WHAT THIS TASK INVOLVES:
Report each line of the data that contains the string "white".

DATASET EXCERPTS:
= Beginning of Section =
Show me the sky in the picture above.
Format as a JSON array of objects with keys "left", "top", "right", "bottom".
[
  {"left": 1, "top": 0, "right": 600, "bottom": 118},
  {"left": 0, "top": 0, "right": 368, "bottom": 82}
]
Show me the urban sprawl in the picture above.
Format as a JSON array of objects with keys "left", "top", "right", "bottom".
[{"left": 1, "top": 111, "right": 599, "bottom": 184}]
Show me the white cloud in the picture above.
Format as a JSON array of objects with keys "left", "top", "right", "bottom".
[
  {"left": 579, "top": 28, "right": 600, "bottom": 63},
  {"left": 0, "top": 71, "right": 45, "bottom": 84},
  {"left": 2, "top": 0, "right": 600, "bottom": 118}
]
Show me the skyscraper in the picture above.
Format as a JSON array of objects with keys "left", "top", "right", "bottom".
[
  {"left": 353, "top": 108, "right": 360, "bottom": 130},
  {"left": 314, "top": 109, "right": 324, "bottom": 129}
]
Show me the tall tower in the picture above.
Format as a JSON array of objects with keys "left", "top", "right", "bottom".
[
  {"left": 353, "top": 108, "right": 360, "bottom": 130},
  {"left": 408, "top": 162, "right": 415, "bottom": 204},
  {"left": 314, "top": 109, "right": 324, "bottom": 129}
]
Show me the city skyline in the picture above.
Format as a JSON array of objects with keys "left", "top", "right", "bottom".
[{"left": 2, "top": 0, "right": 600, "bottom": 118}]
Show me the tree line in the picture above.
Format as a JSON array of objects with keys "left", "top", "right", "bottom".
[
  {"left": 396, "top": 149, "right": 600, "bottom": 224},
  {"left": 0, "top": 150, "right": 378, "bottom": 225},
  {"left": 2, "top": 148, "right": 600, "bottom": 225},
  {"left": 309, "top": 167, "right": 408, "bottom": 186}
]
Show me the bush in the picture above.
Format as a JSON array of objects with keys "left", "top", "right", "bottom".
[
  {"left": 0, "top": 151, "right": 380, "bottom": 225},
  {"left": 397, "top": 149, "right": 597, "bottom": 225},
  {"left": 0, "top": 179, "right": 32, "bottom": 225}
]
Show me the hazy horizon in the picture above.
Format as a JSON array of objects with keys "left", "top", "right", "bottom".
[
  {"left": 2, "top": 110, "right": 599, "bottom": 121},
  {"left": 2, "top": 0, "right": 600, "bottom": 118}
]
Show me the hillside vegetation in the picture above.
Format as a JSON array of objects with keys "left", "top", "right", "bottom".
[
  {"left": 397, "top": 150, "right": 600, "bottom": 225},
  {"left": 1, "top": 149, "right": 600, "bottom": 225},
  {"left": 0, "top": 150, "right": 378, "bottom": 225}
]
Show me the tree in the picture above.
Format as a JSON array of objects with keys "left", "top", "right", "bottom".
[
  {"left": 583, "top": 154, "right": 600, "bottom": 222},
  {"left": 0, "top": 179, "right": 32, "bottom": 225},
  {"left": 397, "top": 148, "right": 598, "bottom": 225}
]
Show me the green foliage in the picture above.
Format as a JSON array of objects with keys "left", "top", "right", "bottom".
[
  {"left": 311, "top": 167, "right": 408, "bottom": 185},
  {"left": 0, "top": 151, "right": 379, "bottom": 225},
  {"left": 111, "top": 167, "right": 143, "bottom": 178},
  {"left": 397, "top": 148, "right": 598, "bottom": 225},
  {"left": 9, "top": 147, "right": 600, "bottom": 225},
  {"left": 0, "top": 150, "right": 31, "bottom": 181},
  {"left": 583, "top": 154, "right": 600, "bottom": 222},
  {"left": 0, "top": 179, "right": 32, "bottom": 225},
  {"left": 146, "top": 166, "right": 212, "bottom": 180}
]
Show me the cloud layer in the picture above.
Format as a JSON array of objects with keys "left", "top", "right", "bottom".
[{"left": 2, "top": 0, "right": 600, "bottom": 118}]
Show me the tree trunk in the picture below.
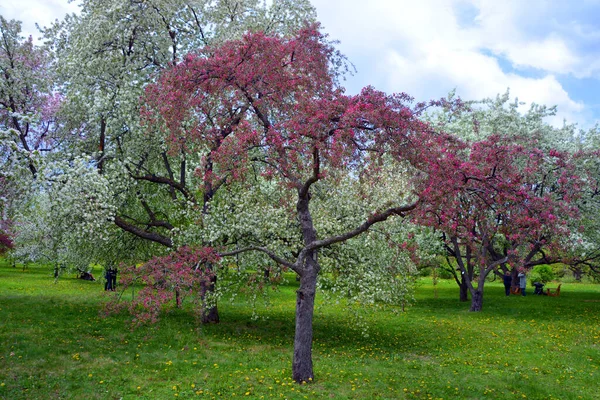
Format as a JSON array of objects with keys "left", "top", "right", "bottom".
[
  {"left": 98, "top": 117, "right": 106, "bottom": 174},
  {"left": 292, "top": 264, "right": 317, "bottom": 383},
  {"left": 511, "top": 268, "right": 519, "bottom": 292},
  {"left": 202, "top": 303, "right": 219, "bottom": 324},
  {"left": 292, "top": 185, "right": 319, "bottom": 383},
  {"left": 459, "top": 275, "right": 469, "bottom": 302},
  {"left": 201, "top": 273, "right": 219, "bottom": 324},
  {"left": 470, "top": 289, "right": 483, "bottom": 311}
]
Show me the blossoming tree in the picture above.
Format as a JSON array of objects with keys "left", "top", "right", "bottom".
[
  {"left": 41, "top": 0, "right": 317, "bottom": 319},
  {"left": 145, "top": 26, "right": 456, "bottom": 383},
  {"left": 415, "top": 134, "right": 581, "bottom": 311},
  {"left": 43, "top": 0, "right": 317, "bottom": 249},
  {"left": 0, "top": 16, "right": 61, "bottom": 262},
  {"left": 425, "top": 92, "right": 591, "bottom": 298}
]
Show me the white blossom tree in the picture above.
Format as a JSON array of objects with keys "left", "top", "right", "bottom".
= End of Section =
SOLUTION TO THIS TASK:
Show me the white cloud in the picture above.
Show me the white blossom tree in the picture above.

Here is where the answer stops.